BEGIN Stored data
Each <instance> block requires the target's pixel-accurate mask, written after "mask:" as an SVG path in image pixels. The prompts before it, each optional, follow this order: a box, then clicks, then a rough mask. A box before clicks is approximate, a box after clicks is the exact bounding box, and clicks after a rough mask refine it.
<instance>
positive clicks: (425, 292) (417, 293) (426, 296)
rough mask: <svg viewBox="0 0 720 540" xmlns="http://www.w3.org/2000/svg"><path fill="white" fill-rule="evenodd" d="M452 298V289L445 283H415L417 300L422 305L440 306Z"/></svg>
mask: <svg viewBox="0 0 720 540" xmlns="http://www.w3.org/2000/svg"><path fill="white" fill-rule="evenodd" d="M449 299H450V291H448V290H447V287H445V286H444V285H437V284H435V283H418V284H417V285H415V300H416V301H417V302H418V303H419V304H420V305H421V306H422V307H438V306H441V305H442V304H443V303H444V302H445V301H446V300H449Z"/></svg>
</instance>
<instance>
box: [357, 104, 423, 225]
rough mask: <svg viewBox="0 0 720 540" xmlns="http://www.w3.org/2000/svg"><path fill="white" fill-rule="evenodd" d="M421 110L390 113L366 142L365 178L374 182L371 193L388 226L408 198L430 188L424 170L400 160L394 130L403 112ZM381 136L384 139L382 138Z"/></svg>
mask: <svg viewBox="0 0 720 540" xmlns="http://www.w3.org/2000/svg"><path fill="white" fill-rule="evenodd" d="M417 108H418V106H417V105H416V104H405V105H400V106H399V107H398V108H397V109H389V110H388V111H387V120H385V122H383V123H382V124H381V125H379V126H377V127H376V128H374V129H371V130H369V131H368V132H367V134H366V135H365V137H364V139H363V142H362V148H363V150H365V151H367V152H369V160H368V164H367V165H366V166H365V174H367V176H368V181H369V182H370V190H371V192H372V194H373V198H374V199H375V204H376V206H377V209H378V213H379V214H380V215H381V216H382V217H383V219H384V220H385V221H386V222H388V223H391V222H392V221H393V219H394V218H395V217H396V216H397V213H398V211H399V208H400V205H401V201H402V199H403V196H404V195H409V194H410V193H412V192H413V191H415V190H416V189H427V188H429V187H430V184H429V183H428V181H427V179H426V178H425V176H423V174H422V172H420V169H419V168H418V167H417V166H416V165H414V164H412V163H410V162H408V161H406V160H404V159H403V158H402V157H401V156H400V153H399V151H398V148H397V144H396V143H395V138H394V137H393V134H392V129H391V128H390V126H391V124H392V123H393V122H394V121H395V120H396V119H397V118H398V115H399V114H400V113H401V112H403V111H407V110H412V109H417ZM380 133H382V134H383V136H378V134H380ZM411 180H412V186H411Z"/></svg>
END Stored data
## Work order
Can you reproduce every line of the entries above, character for character and unchanged?

## Written response
Each <instance> block requires the target's pixel-accurate mask, written after "mask:" as an SVG path in image pixels. The prompts before it, each optional, follow this order: a box, then clicks, then a rough mask. A box before clicks is approximate, a box after clicks is the exact bounding box, and clicks after a rough mask refine it.
<instance>
positive clicks: (425, 292) (417, 293) (426, 296)
rough mask: <svg viewBox="0 0 720 540" xmlns="http://www.w3.org/2000/svg"><path fill="white" fill-rule="evenodd" d="M452 298V289L445 283H415L417 300L422 305L440 306Z"/></svg>
mask: <svg viewBox="0 0 720 540" xmlns="http://www.w3.org/2000/svg"><path fill="white" fill-rule="evenodd" d="M449 299H450V291H448V290H447V287H445V286H444V285H437V284H435V283H418V284H417V285H415V300H416V301H417V302H418V303H419V304H420V305H421V306H422V307H438V306H441V305H442V304H443V303H444V302H445V301H446V300H449Z"/></svg>
</instance>
<instance>
box: [357, 104, 423, 225]
rough mask: <svg viewBox="0 0 720 540" xmlns="http://www.w3.org/2000/svg"><path fill="white" fill-rule="evenodd" d="M421 110L390 113L366 142L365 178L374 182L371 193L388 226L408 198L430 188L424 170L400 160L394 130L403 112ZM381 136L384 139L382 138Z"/></svg>
mask: <svg viewBox="0 0 720 540" xmlns="http://www.w3.org/2000/svg"><path fill="white" fill-rule="evenodd" d="M417 108H418V106H417V105H416V104H405V105H400V106H399V107H398V108H397V109H389V110H388V111H387V120H385V122H383V123H382V124H381V125H379V126H377V127H376V128H374V129H371V130H369V131H368V132H367V134H366V135H365V137H364V139H363V142H362V148H363V150H365V151H367V152H369V160H368V164H367V165H366V166H365V174H367V176H368V181H369V182H370V190H371V192H372V194H373V198H374V199H375V204H376V206H377V209H378V213H379V214H380V215H381V216H382V217H383V219H384V220H385V221H386V222H388V223H391V222H392V221H393V219H394V218H395V217H396V216H397V213H398V211H399V208H400V205H401V201H402V199H403V196H404V195H409V194H410V193H412V192H413V191H415V190H416V189H427V188H429V187H430V184H429V183H428V181H427V179H426V178H425V176H423V174H422V172H420V169H419V168H418V167H417V166H416V165H414V164H412V163H410V162H408V161H406V160H404V159H403V158H402V157H401V156H400V153H399V151H398V148H397V144H396V143H395V138H394V137H393V134H392V129H391V128H390V126H391V124H392V123H393V122H394V121H395V120H396V119H397V118H398V115H399V114H400V113H401V112H403V111H407V110H412V109H417ZM380 133H382V134H383V136H378V134H380ZM411 180H412V186H411Z"/></svg>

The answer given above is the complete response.